Update the records by replacing "marker" with "pin" and leaving everything else unchanged. Omit the pictures from your answer.

▸ DATA TO PROCESS:
━━━━━━━━━━━━━━━━━━━━━━━━━━━━━━

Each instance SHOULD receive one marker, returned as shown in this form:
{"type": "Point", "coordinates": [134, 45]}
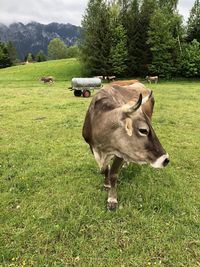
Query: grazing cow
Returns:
{"type": "Point", "coordinates": [47, 79]}
{"type": "Point", "coordinates": [152, 79]}
{"type": "Point", "coordinates": [118, 127]}
{"type": "Point", "coordinates": [110, 78]}
{"type": "Point", "coordinates": [124, 82]}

━━━━━━━━━━━━━━━━━━━━━━━━━━━━━━

▸ ANSWER BELOW:
Each instance SHOULD receive one pin, returned as shown in this form:
{"type": "Point", "coordinates": [134, 45]}
Query: grazing cow
Returns:
{"type": "Point", "coordinates": [47, 79]}
{"type": "Point", "coordinates": [152, 79]}
{"type": "Point", "coordinates": [118, 127]}
{"type": "Point", "coordinates": [110, 78]}
{"type": "Point", "coordinates": [124, 82]}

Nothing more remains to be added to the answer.